> Consignes:
**1.** Dans l'extrait sur l'histoire de la presse, à partir de quelle perspective cette histoire a-t-elle continué, dans une large mesure, à être écrite ?
**2.** Prolongez l'extrait sur l'histoire de la presse en langue étrangère, en reprenant juste après sa dernière phrase.

> Extrait du texte:
+-------+

Le nouveau contexte nous a obligés à inventorier et à analyser ces périodiques dans l’urgence, ce qui a mis en évidence le mépris des grandes institutions vis-à-vis des publications de cette nature. Bien que leur existence historiographique soit désormais attestée, nos efforts ne furent malheureusement pas suffisants pour récupérer ce que des années d’abandon ont compromis parfois de manière irrémédiable.

Il en résulte que la trajectoire des imprimés périodiques a gagné des contours beaucoup plus diversifiés, en accord avec l'hétérogénéité et la complexité du monde social. Cependant, l'histoire de la presse a continué, dans une large mesure, à être écrite à partir de la perspective nationale, ce qui permet de comprendre la place marginale et ponctuelle réservée à tout ce qui était imprimé dans une langue différente de celle choisie comme officielle par l'État-nation. Ainsi, si l'existence de la presse étrangère et son rôle dans la représentation de groupes particuliers sont bien reconnus, celle-ci n'a pas encore été appréhendée comme un produit culturel complexe et hybride, qui porte les marques de son origine, mais qui déjà répond à des demandes générées par une situation nouvelle dérivée de la condition d'immigré. Ainsi s'ouvre la possibilité d'adopter une perspective transnationale et d'interroger la place que les journaux et revues écrits en langue étrangère ont occupée dans l'univers des imprimés périodiques, de même que leurs relations avec les publications locales. S’ouvre aussi celle de vérifier les interactions, connexions et échanges culturels entre ces organes et la société dans laquelle ils circulaient.

+-------+

> Entrées présentées:
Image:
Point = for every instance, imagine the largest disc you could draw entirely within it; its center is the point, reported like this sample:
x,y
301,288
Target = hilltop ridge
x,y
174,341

+-------+

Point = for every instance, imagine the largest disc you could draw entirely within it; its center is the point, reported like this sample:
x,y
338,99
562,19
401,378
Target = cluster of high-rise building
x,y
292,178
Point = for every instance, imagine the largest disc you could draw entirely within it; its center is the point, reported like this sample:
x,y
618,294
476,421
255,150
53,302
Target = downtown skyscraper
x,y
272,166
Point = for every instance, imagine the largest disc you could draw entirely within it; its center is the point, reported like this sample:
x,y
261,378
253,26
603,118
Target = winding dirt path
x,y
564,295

+-------+

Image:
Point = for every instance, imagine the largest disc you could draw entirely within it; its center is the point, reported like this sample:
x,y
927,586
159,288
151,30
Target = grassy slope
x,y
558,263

+-------+

> Réponses:
**1.** À partir de la perspective nationale.

**2.**
Pour examiner concrètement la situation des archives au Brésil, nous avons décidé de vérifier la présence de périodiques en langue étrangère dans quelques institutions de São Paulo et Rio de Janeiro. Le choix se justifie par le fait que ce sont les États brésiliens qui, en plus d’avoir reçu tous deux une grande quantité d’immigrants, possèdent les deux bibliothèques les plus importantes du pays (La Bibliothèque Nationale à Rio de Janeiro et la Bibliothèque Mario de Andrade à São Paulo). En outre, on peut compter sur des informations en ligne. Tout cela a permis d’établir un ensemble initial comptant plus de quatre cents titres publiés au Brésil, totalement ou partiellement en langue étrangère.

Les journaux en français publiés au Brésil

Pour ce qui est des journaux en langue française, nous avons constaté, parmi les institutions étudiées, leur présence dans les deux bibliothèques déjà citées et à l’Institut Historique et Géographique de l’État de São Paulo (IHGSP)7. Un guide très utile dans cette recherche est le travail de Letícias Canelas, qui a rédigé un mémoire à propos de la communauté française à Rio de Janeiro au milieu du XIXe siècle8. Elle prit pour point de départ le livre pionnier du journaliste Godin da Fonseca (1899-1977), publié en 1941, et qui contient une liste de noms des journaux et revues ayant circulé dans la ville de Rio de Janeiro pendant la période qui s’étend de 1808 à 1908, noms parfois accompagnés d’informations très brèves sur leur trajectoire. Parmi les titres réunis par Fonseca, il y en avait quelques-uns en français.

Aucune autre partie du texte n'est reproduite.